# Passage to read
+--

Various materials including conductive, dielectric, and semi-conductive materials, constitute suitable candidates for printed electronics. Metal nanoparticles (e.g. Ag, Cu, Ni, Au) are typically used in conductive ink. However, easily oxidized metals, such as Cu, must be processed at low temperatures and as such, photonic sintering has gained significant attention as a new low-temperature processing method. This method is based on the principle of selective heating of a strongly absorbent film, without light-source-induced damage to the transparent substrate. However, Cu nanoparticles used in inks are susceptible to the growth of a native copper-oxide layer on their surface. Copper-oxide-nanoparticle ink subjected to a reduction mechanism has therefore been introduced in an attempt to achieve long-term stability and reliability. In this work, a flash-light sintering process was used for the reduction of an inkjet-printed Cu(II)O thin film to a Cu film. Using a photographic lighting instrument, the intensity of the light (or intense pulse light) was controlled by the charged power (Ws). The resulting changes in the structure, as well as the optical and electrical properties of the light-irradiated Cu(II)O films, were investigated. A Cu thin film was obtained from Cu(II)O via photo-thermal reduction at 2500 Ws. More importantly, at one shot of 3000 Ws, a low sheet resistance value ($0.2527{\Omega}/sq.$) and a high resistivity (${\sim}5.05-6.32{\times}10^{-8}{\Omega}m$), which was ~3.0-3.8 times that of bulk Cu was achieved for the ~200-250-nm-thick film.

+--

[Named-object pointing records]
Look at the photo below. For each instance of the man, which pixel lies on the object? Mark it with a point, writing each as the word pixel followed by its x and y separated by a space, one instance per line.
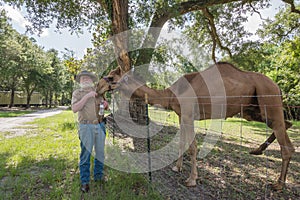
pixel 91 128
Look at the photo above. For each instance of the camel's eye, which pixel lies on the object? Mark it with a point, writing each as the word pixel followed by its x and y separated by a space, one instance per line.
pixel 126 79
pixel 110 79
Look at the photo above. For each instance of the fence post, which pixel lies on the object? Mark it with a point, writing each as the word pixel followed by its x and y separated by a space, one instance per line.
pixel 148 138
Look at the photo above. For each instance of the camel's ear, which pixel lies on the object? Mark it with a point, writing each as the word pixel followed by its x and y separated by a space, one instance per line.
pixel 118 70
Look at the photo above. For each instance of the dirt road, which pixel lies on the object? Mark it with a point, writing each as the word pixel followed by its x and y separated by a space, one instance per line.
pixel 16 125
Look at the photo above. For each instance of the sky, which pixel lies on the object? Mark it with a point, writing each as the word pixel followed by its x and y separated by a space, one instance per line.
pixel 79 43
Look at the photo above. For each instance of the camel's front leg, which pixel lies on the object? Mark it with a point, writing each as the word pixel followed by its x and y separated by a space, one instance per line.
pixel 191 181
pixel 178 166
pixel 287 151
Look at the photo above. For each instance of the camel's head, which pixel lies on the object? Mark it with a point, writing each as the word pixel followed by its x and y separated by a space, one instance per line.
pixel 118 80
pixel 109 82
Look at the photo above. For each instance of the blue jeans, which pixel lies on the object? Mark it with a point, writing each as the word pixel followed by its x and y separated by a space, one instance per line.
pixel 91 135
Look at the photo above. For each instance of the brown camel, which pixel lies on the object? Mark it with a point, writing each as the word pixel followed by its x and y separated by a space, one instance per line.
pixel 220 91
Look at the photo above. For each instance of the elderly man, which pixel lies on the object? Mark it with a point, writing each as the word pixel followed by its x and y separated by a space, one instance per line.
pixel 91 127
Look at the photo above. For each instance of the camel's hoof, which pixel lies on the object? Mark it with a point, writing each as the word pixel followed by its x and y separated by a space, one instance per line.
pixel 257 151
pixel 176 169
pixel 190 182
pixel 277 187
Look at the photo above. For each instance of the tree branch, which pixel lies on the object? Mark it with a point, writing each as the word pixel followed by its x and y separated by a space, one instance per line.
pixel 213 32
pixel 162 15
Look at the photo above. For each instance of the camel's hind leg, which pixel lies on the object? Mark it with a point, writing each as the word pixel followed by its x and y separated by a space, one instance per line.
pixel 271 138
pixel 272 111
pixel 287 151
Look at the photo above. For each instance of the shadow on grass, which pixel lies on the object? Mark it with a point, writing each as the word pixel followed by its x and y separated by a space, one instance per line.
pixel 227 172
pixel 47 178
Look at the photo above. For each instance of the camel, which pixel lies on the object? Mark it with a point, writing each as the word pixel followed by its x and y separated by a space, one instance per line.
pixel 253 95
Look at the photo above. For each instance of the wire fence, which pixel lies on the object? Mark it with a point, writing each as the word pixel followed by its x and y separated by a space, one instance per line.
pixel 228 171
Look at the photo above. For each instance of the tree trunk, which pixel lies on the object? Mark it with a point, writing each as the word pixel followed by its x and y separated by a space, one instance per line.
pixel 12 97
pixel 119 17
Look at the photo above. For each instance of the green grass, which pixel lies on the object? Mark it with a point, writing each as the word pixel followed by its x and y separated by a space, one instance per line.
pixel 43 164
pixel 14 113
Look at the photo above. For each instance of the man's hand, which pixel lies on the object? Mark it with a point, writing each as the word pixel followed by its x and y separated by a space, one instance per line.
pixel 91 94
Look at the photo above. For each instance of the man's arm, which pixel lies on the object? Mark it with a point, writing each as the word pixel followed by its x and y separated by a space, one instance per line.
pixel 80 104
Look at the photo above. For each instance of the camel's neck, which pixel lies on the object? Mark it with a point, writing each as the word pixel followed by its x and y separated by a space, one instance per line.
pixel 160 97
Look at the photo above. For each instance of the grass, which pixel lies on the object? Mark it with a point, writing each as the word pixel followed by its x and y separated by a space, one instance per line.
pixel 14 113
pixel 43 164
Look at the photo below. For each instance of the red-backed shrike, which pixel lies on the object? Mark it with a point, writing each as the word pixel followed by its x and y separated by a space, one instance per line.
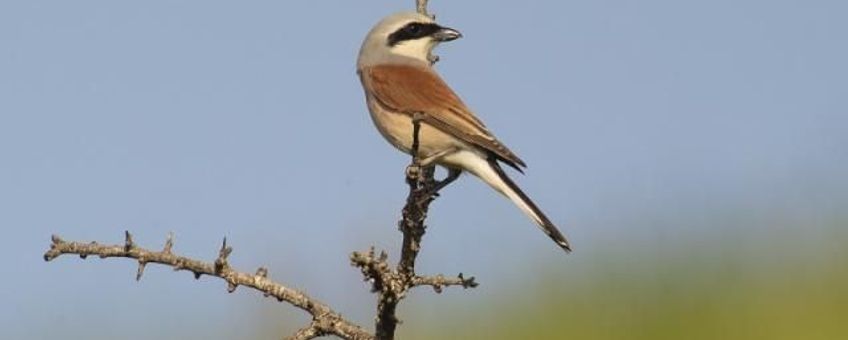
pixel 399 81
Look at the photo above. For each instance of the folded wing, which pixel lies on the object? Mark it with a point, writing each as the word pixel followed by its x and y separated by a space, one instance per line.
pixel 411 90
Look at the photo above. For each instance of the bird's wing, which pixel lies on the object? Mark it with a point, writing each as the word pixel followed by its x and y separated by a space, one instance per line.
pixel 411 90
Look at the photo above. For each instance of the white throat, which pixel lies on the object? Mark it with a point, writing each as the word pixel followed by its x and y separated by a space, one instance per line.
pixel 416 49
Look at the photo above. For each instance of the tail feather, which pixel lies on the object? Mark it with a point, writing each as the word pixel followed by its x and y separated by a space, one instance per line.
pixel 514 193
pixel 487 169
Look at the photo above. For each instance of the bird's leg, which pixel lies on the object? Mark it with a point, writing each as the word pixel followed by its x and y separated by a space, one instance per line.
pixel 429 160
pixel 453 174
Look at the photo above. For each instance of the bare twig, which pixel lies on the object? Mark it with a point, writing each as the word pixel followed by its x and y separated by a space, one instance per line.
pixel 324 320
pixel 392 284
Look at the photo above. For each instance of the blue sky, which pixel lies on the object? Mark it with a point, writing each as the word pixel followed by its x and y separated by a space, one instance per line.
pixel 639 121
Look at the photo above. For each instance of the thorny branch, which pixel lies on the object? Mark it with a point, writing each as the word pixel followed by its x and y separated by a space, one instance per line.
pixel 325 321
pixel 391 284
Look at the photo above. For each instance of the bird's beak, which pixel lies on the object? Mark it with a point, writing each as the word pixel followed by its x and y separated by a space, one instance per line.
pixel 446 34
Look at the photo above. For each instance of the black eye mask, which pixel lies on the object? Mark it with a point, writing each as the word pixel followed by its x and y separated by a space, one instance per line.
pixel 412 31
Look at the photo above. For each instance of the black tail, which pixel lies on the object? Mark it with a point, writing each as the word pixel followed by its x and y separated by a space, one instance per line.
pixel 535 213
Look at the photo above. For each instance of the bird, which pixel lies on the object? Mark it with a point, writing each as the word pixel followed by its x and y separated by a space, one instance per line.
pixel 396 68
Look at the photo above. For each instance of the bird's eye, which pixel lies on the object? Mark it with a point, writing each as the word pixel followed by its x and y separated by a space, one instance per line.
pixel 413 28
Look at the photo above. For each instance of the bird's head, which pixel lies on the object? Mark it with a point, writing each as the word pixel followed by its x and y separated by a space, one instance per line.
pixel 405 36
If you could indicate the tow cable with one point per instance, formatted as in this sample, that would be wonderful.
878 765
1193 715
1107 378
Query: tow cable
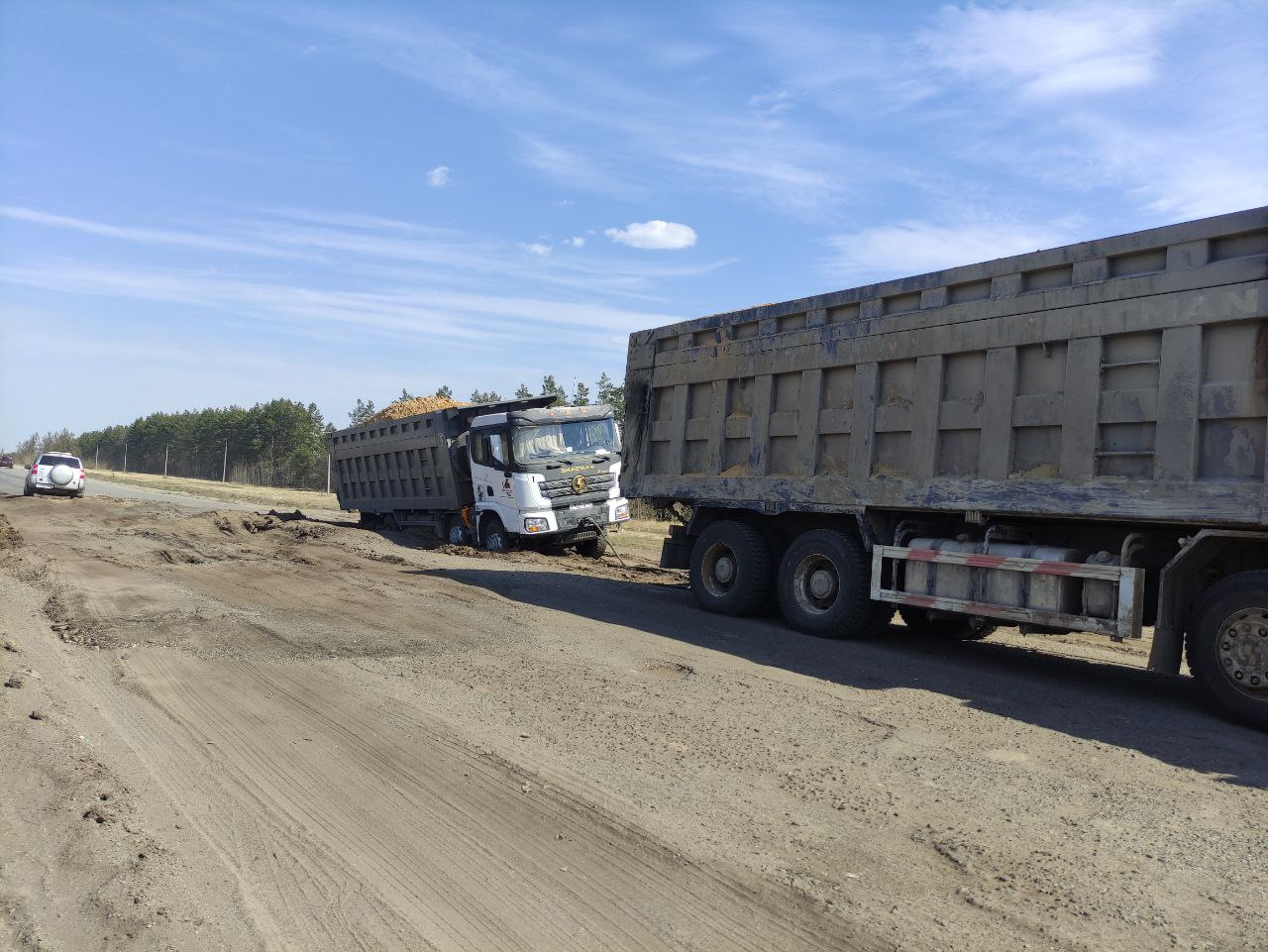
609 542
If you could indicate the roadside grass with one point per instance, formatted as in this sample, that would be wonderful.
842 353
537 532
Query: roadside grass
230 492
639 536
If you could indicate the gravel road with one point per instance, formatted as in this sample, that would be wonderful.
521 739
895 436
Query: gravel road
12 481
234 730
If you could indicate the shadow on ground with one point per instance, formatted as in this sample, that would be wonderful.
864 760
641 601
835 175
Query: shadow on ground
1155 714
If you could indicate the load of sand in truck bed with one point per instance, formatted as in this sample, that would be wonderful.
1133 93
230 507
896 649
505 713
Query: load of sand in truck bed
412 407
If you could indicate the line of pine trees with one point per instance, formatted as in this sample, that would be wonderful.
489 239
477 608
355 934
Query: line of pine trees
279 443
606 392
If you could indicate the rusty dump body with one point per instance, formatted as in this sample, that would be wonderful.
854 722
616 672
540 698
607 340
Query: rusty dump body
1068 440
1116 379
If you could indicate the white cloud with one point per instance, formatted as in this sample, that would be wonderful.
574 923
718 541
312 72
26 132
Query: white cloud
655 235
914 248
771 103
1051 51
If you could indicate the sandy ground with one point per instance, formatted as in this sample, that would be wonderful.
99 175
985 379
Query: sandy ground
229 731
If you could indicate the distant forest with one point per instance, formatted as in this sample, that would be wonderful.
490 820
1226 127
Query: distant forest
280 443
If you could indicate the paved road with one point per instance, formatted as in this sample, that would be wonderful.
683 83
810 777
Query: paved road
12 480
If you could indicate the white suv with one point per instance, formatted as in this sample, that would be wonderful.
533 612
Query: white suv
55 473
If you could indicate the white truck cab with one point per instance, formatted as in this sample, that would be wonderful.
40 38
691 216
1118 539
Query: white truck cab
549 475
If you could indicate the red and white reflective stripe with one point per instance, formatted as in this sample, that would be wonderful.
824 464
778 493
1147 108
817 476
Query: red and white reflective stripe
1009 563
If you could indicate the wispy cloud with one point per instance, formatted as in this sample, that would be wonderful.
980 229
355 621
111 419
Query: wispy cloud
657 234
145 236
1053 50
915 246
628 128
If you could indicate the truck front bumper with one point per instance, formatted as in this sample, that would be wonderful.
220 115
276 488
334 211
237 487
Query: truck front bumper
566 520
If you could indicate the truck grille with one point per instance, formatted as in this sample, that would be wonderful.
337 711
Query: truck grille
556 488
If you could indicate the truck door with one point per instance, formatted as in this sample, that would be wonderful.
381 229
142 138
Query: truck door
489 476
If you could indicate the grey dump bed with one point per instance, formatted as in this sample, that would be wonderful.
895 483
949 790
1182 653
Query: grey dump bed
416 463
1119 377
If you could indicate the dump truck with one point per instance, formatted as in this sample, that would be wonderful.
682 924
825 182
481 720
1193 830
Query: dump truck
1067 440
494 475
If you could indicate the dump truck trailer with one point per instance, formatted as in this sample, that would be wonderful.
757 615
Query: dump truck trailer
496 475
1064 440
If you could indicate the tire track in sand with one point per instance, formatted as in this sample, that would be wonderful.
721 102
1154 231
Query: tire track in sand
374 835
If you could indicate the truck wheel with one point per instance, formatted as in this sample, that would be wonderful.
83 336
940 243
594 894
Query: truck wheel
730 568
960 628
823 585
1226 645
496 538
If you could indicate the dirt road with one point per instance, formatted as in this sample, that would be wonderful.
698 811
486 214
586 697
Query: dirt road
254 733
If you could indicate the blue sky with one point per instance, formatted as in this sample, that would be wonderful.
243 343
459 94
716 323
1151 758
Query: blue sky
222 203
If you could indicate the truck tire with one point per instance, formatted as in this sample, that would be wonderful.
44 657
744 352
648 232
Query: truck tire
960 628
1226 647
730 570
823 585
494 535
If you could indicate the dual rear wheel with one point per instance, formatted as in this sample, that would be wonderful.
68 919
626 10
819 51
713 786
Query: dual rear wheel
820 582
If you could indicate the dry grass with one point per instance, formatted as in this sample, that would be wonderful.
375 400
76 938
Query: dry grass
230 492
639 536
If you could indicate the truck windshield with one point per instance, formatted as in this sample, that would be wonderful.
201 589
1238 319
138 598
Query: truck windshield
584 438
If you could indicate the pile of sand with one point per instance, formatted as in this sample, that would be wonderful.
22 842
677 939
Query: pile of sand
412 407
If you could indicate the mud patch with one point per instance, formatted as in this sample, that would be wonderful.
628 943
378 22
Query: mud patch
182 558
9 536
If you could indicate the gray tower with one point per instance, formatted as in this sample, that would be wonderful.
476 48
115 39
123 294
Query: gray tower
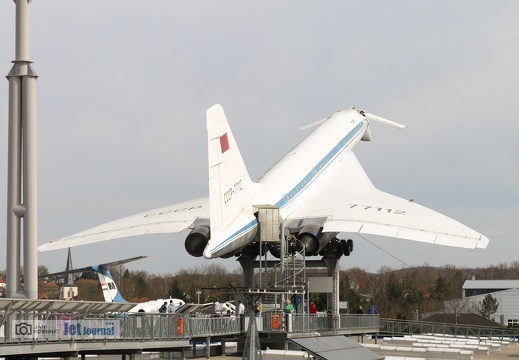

+--

# Problems and tasks
a – List the metals that the passage on photonic sintering of printed copper films gives as examples of nanoparticles used in conductive ink.
b – Reproduce the records verbatim, starting with the line at the very start of the records and going on through the line that contains "pixel 91 128". Omit the picture.

# Final results
a – Ag, Cu, Ni, Au

b –
Look at the photo below. For each instance of the man, which pixel lies on the object? Mark it with a point, writing each as the word pixel followed by its x and y separated by a space, one instance per line.
pixel 91 128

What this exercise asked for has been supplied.